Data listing
════

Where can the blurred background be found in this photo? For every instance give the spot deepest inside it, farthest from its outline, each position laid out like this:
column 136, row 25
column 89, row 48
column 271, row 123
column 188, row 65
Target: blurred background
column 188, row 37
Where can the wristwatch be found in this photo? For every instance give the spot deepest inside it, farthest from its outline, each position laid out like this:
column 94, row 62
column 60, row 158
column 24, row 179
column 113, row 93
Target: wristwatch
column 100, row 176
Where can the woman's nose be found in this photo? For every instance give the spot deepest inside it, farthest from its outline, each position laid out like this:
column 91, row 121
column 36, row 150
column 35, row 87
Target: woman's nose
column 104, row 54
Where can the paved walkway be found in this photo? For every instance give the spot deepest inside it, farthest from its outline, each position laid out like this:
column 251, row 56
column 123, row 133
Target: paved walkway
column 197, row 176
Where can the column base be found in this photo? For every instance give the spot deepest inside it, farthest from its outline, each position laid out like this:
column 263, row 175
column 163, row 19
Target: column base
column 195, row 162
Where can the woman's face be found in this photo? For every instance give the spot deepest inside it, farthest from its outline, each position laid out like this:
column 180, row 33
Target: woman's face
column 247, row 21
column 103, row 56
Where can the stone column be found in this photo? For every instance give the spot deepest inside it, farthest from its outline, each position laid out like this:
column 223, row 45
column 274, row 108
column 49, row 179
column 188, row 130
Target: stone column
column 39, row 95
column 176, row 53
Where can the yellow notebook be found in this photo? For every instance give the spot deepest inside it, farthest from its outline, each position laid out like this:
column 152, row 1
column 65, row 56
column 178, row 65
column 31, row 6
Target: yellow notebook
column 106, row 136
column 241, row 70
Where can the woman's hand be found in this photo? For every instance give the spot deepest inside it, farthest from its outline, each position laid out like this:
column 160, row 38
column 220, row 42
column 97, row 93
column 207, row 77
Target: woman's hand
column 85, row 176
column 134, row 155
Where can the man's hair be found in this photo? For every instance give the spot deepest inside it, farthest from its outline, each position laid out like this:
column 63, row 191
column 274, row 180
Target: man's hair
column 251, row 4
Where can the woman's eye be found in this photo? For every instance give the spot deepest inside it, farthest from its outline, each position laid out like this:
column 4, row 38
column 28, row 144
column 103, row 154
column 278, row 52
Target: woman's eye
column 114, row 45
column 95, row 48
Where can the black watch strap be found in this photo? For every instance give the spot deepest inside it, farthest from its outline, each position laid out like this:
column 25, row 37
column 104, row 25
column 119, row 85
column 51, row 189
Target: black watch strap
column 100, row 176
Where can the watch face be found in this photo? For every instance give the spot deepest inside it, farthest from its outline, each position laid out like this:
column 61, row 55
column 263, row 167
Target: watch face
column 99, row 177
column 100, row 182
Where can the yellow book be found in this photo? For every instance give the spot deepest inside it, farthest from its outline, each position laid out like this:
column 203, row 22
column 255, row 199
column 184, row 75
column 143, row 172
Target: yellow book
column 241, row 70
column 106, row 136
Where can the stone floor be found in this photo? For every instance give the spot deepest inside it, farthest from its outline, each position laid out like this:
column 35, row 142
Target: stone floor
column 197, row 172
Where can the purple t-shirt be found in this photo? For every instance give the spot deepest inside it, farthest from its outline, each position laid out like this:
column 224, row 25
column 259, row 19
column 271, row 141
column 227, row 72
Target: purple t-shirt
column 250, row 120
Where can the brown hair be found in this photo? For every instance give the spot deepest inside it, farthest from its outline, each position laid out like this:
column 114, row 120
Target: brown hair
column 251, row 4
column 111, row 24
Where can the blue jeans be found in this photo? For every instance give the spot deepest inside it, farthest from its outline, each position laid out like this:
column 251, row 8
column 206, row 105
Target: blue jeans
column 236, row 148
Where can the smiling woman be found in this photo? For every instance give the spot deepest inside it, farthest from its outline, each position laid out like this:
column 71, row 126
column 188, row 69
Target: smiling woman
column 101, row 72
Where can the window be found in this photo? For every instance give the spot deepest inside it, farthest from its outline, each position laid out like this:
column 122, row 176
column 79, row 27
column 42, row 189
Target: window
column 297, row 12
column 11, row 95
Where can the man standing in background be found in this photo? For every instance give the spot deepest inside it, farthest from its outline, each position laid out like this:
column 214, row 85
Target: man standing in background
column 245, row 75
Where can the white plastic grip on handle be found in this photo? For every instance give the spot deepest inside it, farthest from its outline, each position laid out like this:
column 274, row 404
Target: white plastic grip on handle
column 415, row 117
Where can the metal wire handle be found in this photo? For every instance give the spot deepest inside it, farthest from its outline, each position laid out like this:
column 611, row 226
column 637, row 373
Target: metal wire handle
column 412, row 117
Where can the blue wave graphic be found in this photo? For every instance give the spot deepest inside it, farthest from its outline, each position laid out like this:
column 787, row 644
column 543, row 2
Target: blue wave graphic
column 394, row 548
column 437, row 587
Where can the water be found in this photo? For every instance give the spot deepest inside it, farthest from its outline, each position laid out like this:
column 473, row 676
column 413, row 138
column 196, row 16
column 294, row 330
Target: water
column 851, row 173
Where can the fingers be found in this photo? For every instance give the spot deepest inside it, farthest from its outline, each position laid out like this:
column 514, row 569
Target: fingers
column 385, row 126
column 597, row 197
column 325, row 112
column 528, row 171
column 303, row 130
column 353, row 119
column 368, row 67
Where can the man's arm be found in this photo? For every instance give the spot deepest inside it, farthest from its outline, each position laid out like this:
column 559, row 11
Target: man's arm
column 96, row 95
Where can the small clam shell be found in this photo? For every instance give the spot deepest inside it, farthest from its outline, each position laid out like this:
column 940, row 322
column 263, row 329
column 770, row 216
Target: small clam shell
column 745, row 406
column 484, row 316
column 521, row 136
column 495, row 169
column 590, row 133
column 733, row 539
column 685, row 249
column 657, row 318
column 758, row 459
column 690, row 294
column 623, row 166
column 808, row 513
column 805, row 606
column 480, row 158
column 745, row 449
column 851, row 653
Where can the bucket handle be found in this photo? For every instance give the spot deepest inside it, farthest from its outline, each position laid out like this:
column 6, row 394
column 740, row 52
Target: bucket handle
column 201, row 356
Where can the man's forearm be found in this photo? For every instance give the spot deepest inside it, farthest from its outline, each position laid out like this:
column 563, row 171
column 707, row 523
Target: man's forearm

════

● **INSTRUCTION**
Reproduce, without changes, only the lines of the material that begin with the line containing "Where can the watch" and run through the line containing "column 197, row 172", including both of those lines.

● **ANSWER TO THE TASK**
Where can the watch face be found in this photo? For every instance give the spot deepest inside it, farthest from its outline, each position laid out like this:
column 61, row 55
column 263, row 167
Target: watch face
column 99, row 177
column 100, row 182
Where can the yellow book be found in this photo? For every instance give the spot deepest inside it, farthest from its outline, each position laid out like this:
column 203, row 22
column 255, row 199
column 184, row 75
column 143, row 172
Target: yellow book
column 241, row 70
column 106, row 136
Where can the stone floor be found in this photo? For every instance give the spot deepest inside it, farthest from its outline, each position laid out like this:
column 35, row 142
Target: stone floor
column 197, row 172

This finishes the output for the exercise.